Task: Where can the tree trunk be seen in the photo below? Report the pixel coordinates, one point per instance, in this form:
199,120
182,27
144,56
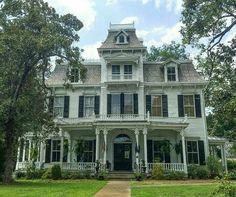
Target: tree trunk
10,152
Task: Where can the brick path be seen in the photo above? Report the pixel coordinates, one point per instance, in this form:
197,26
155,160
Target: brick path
115,189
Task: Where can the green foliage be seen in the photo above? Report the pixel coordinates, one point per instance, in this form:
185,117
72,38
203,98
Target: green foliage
214,166
157,171
167,51
56,172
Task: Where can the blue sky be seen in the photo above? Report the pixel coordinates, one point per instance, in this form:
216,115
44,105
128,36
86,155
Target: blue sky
156,21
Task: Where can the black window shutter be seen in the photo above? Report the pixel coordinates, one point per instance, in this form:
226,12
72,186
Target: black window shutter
97,105
122,103
149,151
148,103
94,150
48,151
164,105
181,105
81,106
66,106
198,105
135,97
201,152
51,104
109,104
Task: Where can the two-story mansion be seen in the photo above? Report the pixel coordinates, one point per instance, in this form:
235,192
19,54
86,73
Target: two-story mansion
126,111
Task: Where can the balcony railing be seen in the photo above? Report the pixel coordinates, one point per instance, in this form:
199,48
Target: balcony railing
124,77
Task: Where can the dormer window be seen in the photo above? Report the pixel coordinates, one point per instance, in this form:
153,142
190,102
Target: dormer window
74,75
171,74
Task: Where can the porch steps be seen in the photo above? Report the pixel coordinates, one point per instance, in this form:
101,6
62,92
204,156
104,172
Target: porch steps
120,175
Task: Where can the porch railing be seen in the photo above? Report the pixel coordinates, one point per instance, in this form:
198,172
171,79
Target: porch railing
168,166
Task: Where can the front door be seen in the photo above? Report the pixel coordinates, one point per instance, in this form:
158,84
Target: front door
123,156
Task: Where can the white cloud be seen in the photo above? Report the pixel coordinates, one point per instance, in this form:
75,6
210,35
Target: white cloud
84,10
90,50
130,19
111,2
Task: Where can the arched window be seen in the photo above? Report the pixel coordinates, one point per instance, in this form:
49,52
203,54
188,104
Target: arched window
122,138
121,39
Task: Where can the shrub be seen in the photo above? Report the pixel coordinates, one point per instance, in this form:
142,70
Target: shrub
157,171
231,164
47,174
214,166
56,172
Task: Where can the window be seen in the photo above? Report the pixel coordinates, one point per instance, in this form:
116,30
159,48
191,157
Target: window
171,75
58,106
74,75
192,152
128,71
115,104
56,148
115,71
128,104
88,106
156,106
189,105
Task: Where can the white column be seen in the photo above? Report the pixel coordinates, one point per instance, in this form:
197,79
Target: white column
105,146
29,154
97,144
145,147
23,156
62,148
136,131
184,152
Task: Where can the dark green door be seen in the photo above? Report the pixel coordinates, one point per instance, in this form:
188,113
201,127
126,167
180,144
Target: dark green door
123,156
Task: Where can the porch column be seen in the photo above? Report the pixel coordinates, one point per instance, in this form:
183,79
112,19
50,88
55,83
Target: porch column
145,147
105,146
97,131
62,148
23,156
184,151
29,153
136,131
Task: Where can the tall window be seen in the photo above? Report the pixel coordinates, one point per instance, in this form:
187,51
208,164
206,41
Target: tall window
156,106
189,105
128,104
88,106
128,71
192,149
115,71
115,103
171,75
74,75
56,148
58,106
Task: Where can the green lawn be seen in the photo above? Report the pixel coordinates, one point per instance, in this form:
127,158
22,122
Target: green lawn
147,189
38,188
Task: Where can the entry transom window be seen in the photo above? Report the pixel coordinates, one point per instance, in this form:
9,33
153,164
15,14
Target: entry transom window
----
WORK TO BE COMPLETED: Since the copy must hold no pictures, repeat everything else in the records exactly as written.

ANSWER TO THE PROBLEM:
Task: Where can the tree trunk be seen in the photo below? Report the pixel coordinates, one point per instance, in this form:
199,120
182,27
144,56
Target: tree trunk
10,152
Task: Where can the brick path be seen in the photo above? Report the pixel coordinates, one point per instance, in this form:
197,26
155,160
Target: brick path
115,189
Task: Where can the green foliage be seen in the photo above? Report the pixel coordinates, one point per instance, in this form:
185,117
72,38
203,98
Target: green foliage
214,166
157,171
167,51
56,172
Task: Where can the blue sky be seen in the photo above? Report the pixel coordinates, one point per instance, in this form:
216,115
44,105
128,36
86,155
Target: blue sky
156,21
Task: Where can the black window shutter be seen in the photo above? Report the pixel coordinates, one point per instance, in this form:
226,12
72,186
Target: black window shutter
97,105
122,103
149,151
148,103
94,150
48,151
164,105
181,105
81,106
66,106
198,105
135,97
201,152
51,104
109,104
Task: Where can the two-story mansion be seen in the photo above? Report the pixel coordinates, one point per instance, in this form:
235,192
19,54
86,73
Target: two-story mansion
126,111
Task: Where can the balcony railing be seen in the photo above? Report the pixel coordinates, one point per instance, in this form:
199,48
Target: balcony railing
124,77
Task: Where can the dormer window be seen in the photo above? Report the pixel coordinates, one point per instance, in this form:
153,142
190,102
Target: dormer window
74,75
171,74
Task: Where can the porch steps be seen in the photo above? Report the pixel coordinates, one point per instance, in this form:
101,6
62,92
204,156
104,172
Target: porch steps
120,175
Task: Where can the porch railing be seen in the photo above? Report the pixel coordinates, one point per instance, in this form:
198,172
171,79
Target: porch railing
168,166
Task: Where can the front door be seen in the photo above? Report the pixel coordinates, one point per instance, in this form:
158,84
Target: front door
123,156
Task: Where can the white cloud be seen in the photo above? Report the pixel coordinates, one point per instance, in this form:
75,6
210,35
Target: white cloud
84,10
90,50
130,19
111,2
Task: Where can the arched window be seen in the photo above? Report the pixel coordinates, one point per instance, in this form:
49,52
203,54
188,104
Target: arched window
122,138
121,39
Task: Where can the shrub be seen in the photo above? Report the pixel coordinates, one point per instance, in this form:
142,70
Target: shrub
157,171
231,164
47,174
214,166
56,172
Task: Where can the window be seen in the photo above? Report the pixel coordinates, one point per instance, in this form:
116,30
159,48
191,157
Target: window
171,75
58,106
74,75
192,152
128,71
115,104
56,148
115,71
128,104
88,106
156,106
189,105
Task: Where can the white column be seen in the photo above? Report the pixel coordinates, one point per instance, in this form:
197,79
Target: white column
105,146
29,154
97,144
145,147
23,156
62,148
136,131
184,152
Task: Where can the dark green door be seen in the photo above? Report the pixel coordinates, one point per instance, in this form:
188,113
201,127
126,167
180,144
Target: dark green door
123,156
Task: Where can the porch column be seen in the photo above? Report the pixel coordinates, one point per instance, in this form:
183,79
112,19
50,88
55,83
Target: porch column
145,147
105,146
97,131
62,148
23,156
184,151
29,153
136,131
Task: Where can the tall window be seen in the photo above? Report the pixel coordinates, one point per instance, in this form:
187,51
208,164
206,41
Target: tall window
156,106
189,105
128,104
88,106
128,71
192,149
115,71
115,103
171,75
74,75
56,148
58,106
Task: Where can the green lawn be seen in the photo above? Report the pixel coordinates, one point per instance, in this form:
127,158
22,122
Target: green lawn
147,189
38,188
Task: Where can the entry transom window be seen in the photo above? Report the pixel coordinates, one point per instance, in this form:
9,33
153,164
15,14
Target: entry transom window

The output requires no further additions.